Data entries
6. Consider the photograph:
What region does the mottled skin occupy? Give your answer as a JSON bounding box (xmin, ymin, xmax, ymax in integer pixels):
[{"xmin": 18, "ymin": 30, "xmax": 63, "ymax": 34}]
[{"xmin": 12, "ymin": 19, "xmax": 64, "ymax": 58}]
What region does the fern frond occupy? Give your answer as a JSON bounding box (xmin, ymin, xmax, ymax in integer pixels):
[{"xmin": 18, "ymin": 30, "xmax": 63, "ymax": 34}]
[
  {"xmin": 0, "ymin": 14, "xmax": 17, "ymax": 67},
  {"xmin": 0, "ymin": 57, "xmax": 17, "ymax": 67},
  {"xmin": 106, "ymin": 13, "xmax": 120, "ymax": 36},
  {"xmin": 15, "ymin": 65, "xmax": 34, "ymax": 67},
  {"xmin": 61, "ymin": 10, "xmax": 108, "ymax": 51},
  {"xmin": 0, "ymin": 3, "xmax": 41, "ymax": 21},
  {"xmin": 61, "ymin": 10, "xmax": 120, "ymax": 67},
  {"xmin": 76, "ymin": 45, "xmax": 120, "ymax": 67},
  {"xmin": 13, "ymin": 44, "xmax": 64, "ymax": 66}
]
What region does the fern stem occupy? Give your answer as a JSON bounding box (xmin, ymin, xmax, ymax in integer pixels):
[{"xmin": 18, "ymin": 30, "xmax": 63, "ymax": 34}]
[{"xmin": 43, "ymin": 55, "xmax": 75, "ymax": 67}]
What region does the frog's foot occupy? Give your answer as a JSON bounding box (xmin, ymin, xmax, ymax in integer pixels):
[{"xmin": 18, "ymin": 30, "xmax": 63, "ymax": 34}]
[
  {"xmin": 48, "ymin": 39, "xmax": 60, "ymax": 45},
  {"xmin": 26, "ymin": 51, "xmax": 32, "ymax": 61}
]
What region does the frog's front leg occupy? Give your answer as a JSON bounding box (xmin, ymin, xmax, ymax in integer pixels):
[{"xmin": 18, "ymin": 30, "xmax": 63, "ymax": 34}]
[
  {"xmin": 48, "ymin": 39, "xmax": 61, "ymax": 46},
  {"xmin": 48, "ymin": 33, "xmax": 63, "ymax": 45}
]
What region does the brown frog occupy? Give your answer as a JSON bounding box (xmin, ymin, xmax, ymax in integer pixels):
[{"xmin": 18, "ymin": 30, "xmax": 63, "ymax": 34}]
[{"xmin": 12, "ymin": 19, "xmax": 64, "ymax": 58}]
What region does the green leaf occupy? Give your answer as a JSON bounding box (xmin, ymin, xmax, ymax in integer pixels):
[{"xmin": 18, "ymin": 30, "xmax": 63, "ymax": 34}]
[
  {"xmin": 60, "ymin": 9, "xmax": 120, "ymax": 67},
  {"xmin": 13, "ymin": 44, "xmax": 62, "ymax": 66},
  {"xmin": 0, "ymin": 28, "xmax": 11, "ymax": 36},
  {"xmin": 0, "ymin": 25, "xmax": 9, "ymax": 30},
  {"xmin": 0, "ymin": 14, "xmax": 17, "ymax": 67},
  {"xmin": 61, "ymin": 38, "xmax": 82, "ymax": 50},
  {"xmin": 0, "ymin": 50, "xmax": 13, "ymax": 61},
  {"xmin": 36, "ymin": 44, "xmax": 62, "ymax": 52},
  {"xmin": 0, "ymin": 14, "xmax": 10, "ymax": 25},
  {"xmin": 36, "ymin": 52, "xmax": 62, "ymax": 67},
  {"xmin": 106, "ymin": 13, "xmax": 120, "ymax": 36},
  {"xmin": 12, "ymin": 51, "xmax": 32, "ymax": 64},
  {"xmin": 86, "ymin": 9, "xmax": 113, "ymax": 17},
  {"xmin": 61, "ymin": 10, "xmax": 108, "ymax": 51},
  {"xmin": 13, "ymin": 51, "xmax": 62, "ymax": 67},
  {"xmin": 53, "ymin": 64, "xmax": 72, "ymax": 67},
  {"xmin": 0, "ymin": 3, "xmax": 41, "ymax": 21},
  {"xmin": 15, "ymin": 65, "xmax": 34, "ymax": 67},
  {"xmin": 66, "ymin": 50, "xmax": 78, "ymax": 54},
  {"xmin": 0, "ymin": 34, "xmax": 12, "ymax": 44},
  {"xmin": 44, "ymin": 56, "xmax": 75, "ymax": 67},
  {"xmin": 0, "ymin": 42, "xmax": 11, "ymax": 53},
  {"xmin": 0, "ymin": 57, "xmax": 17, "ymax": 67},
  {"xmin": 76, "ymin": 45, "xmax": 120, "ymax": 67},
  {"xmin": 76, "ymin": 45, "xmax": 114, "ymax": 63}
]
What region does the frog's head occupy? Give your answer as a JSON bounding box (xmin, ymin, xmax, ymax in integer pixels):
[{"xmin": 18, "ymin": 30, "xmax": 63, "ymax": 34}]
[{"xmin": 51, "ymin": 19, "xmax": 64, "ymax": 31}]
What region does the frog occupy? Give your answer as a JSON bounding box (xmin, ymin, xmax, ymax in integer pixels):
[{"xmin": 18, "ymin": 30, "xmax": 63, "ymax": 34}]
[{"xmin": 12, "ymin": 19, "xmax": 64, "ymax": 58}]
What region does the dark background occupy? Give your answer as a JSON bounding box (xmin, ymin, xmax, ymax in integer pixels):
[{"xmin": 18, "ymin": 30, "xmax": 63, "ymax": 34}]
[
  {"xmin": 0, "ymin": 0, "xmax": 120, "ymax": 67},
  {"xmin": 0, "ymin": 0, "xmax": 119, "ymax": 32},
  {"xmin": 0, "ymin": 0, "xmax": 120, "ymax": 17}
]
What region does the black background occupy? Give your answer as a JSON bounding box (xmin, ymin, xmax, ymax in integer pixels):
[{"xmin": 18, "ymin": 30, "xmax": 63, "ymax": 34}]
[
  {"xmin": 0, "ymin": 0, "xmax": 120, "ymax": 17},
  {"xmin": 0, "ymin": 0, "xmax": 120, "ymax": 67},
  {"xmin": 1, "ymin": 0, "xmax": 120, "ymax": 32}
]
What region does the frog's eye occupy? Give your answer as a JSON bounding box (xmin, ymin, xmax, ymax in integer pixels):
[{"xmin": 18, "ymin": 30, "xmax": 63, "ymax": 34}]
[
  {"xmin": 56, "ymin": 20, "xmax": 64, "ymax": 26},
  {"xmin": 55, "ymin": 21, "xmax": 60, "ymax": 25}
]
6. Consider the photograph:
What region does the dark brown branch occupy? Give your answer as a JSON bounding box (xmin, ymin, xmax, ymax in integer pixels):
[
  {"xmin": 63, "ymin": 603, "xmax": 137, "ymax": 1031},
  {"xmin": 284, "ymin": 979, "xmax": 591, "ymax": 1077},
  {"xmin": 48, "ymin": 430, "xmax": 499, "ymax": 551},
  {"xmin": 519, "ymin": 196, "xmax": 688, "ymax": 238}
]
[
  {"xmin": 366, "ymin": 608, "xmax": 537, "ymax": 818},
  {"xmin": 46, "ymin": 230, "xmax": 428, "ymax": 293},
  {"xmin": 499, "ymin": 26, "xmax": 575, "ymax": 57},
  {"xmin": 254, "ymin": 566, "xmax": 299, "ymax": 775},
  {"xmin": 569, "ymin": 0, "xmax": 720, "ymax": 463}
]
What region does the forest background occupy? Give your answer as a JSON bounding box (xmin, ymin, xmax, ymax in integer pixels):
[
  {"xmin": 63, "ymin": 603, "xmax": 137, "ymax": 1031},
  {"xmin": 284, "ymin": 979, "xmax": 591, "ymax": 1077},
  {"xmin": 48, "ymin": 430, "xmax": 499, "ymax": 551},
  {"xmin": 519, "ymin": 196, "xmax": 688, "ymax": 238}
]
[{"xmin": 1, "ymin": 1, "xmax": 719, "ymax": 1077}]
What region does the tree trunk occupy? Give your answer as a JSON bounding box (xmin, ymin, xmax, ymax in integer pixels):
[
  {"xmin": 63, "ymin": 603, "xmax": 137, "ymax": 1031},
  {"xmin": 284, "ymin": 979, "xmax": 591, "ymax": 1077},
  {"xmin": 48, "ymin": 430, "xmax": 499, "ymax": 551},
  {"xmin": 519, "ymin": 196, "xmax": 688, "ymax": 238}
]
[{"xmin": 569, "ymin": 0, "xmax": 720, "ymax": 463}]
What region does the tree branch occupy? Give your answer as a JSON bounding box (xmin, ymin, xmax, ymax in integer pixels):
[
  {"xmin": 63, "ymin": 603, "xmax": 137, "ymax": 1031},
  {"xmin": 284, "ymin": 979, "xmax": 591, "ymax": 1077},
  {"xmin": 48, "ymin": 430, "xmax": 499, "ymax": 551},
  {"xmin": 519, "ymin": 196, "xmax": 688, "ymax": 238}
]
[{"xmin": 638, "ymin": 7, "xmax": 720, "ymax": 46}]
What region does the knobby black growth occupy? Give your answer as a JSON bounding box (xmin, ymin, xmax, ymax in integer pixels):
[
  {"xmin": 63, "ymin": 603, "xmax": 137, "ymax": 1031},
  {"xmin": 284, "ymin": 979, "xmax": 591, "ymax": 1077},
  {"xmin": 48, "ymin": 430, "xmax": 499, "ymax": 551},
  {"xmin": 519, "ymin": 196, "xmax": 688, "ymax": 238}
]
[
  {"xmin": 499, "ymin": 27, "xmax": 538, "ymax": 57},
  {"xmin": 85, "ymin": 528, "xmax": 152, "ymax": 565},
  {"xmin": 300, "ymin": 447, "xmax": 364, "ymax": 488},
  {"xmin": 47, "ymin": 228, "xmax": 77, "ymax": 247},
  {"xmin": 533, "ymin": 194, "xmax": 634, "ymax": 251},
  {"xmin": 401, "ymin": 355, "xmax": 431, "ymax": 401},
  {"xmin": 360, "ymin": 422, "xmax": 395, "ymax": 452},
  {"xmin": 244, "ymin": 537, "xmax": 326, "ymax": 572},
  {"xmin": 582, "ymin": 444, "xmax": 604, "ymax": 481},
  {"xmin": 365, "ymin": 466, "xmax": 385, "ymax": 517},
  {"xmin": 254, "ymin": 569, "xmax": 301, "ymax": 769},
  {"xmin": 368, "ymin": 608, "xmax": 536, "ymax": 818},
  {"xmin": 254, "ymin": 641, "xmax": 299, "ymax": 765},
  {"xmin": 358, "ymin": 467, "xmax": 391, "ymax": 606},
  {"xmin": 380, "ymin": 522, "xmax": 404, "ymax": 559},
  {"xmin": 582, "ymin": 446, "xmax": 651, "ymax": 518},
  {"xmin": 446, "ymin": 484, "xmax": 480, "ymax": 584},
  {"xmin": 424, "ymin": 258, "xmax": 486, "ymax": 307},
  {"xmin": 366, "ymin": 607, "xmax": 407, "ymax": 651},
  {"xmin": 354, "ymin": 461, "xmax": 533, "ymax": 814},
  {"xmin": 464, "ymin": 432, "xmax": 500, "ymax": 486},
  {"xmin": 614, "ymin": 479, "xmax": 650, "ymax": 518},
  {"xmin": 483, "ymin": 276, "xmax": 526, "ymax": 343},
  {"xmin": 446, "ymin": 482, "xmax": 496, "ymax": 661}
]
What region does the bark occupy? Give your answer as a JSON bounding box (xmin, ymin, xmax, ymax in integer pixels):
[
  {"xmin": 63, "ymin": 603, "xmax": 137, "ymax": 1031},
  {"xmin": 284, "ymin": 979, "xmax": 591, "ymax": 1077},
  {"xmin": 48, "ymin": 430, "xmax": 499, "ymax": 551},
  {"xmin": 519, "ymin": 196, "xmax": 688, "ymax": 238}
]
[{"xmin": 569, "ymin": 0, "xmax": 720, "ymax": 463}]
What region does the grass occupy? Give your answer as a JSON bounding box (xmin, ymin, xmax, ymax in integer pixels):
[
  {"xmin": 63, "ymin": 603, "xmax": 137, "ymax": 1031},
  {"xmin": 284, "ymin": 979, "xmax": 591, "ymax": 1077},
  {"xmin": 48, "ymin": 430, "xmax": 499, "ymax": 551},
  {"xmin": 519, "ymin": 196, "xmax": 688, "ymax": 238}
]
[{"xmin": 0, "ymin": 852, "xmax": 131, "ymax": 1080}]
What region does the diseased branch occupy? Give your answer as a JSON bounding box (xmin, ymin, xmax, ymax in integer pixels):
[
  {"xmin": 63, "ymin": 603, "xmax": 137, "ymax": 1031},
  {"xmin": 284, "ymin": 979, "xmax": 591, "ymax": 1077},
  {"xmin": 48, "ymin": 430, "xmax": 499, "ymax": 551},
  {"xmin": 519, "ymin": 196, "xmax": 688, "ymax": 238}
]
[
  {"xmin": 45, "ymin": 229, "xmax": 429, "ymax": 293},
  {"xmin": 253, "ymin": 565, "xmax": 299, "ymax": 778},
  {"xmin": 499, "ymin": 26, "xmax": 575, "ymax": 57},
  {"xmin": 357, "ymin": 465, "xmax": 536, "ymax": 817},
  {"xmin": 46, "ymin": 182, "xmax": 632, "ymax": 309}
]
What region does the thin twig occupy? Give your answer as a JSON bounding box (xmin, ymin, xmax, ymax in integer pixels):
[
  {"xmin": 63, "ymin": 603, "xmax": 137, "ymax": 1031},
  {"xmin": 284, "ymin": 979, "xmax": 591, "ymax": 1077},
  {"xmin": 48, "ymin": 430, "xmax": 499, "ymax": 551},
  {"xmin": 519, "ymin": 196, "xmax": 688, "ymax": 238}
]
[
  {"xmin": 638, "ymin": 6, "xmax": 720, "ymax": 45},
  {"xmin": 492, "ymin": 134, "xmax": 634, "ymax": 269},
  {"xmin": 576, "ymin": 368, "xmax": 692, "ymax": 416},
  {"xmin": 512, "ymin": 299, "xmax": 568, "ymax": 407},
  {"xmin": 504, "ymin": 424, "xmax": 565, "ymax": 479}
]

● WHAT TO WORK ON
Start at the first line of the entries and stop at the line with "What region does the frog's front". Retype each of those lines exactly, both ends included.

● RESPONSE BELOW
6. Consider the photograph:
What region does the mottled skin occupy? Give your answer as a JSON bounding box (xmin, ymin, xmax, ymax in integer pixels):
[{"xmin": 18, "ymin": 30, "xmax": 63, "ymax": 34}]
[{"xmin": 12, "ymin": 19, "xmax": 64, "ymax": 58}]
What region does the fern frond occupy? Give your answer as a JSON bounding box (xmin, ymin, xmax, ymax in integer pixels):
[{"xmin": 18, "ymin": 30, "xmax": 63, "ymax": 34}]
[
  {"xmin": 0, "ymin": 14, "xmax": 17, "ymax": 67},
  {"xmin": 0, "ymin": 57, "xmax": 17, "ymax": 67},
  {"xmin": 106, "ymin": 13, "xmax": 120, "ymax": 36},
  {"xmin": 15, "ymin": 65, "xmax": 34, "ymax": 67},
  {"xmin": 61, "ymin": 10, "xmax": 108, "ymax": 51},
  {"xmin": 0, "ymin": 3, "xmax": 41, "ymax": 21},
  {"xmin": 61, "ymin": 10, "xmax": 120, "ymax": 67},
  {"xmin": 76, "ymin": 45, "xmax": 120, "ymax": 67},
  {"xmin": 13, "ymin": 44, "xmax": 64, "ymax": 66}
]
What region does the fern stem occupy? Give your answer as a JSON bounding box (xmin, ymin, xmax, ymax in integer pixels):
[{"xmin": 18, "ymin": 30, "xmax": 63, "ymax": 34}]
[{"xmin": 43, "ymin": 55, "xmax": 75, "ymax": 67}]
What region does the frog's foot occupy? Give your answer as a JSON bounding box (xmin, ymin, xmax, ymax in integer pixels):
[{"xmin": 18, "ymin": 30, "xmax": 63, "ymax": 34}]
[
  {"xmin": 48, "ymin": 39, "xmax": 60, "ymax": 45},
  {"xmin": 26, "ymin": 51, "xmax": 32, "ymax": 61}
]
What region does the frog's front leg occupy? Give your answer as a JSON bounding box (xmin, ymin, xmax, ymax in integer pixels):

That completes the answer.